Aim:
Beginning at the line that contains "Look at the photo above. For each instance of the wooden", reproduce every line to the end of the material without changing any of them.

BEGIN Data

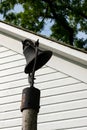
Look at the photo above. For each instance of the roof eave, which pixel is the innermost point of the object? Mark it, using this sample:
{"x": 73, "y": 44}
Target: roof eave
{"x": 58, "y": 49}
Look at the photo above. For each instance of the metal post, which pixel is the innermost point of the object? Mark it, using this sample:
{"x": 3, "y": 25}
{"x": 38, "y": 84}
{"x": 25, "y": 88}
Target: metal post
{"x": 30, "y": 101}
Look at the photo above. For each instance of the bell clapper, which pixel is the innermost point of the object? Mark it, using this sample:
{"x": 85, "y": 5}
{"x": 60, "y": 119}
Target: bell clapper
{"x": 31, "y": 75}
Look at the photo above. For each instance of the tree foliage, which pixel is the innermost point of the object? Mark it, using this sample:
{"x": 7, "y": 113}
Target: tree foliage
{"x": 69, "y": 16}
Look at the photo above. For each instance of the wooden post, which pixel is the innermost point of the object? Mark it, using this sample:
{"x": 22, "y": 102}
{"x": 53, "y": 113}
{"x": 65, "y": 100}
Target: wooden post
{"x": 30, "y": 108}
{"x": 29, "y": 119}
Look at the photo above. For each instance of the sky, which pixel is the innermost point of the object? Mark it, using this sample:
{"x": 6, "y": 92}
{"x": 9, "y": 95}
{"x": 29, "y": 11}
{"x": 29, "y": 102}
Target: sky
{"x": 46, "y": 31}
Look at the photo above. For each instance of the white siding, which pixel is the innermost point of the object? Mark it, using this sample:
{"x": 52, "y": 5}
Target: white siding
{"x": 63, "y": 98}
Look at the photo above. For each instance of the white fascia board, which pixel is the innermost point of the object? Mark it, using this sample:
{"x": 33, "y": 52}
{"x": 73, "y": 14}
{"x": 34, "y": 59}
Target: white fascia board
{"x": 58, "y": 49}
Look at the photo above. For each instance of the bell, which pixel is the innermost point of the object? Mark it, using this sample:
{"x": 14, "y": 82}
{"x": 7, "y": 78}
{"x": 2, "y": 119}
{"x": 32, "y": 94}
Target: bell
{"x": 29, "y": 53}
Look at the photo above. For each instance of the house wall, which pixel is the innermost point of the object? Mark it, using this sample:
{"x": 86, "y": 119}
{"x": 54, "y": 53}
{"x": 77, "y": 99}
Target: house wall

END Data

Response to this exercise:
Look at the photo above. For each instance of the wooden post, which pixel is the innermost point of the object? Mark it, using this sample:
{"x": 22, "y": 102}
{"x": 53, "y": 113}
{"x": 65, "y": 100}
Target: wooden post
{"x": 30, "y": 108}
{"x": 29, "y": 119}
Look at the photo above. For each instance of the sky, which pixel is the innermost point of the object? Mark it, using this sample:
{"x": 6, "y": 92}
{"x": 9, "y": 95}
{"x": 29, "y": 11}
{"x": 29, "y": 102}
Target: sky
{"x": 46, "y": 31}
Look at the photo above. For each instance of the white siding, which pixel is the innermost point of the object? Mark it, using this sample:
{"x": 52, "y": 5}
Target: white siding
{"x": 63, "y": 98}
Look at the photo above. For each instance of the white fascia board, which pixel is the innermost point of the object? Mark it, using this sample:
{"x": 33, "y": 52}
{"x": 73, "y": 14}
{"x": 34, "y": 59}
Target: white fascia board
{"x": 58, "y": 49}
Look at the photo above. For each instance of the bell, which pixel is the innermost point of the object? Mark it, using this sample:
{"x": 14, "y": 82}
{"x": 7, "y": 78}
{"x": 2, "y": 119}
{"x": 32, "y": 94}
Target: bell
{"x": 29, "y": 53}
Look at the photo above. For each instance of the house wall, which pixel is the innermost point of the object? Mark it, using this sample:
{"x": 86, "y": 119}
{"x": 54, "y": 53}
{"x": 77, "y": 99}
Target: house wall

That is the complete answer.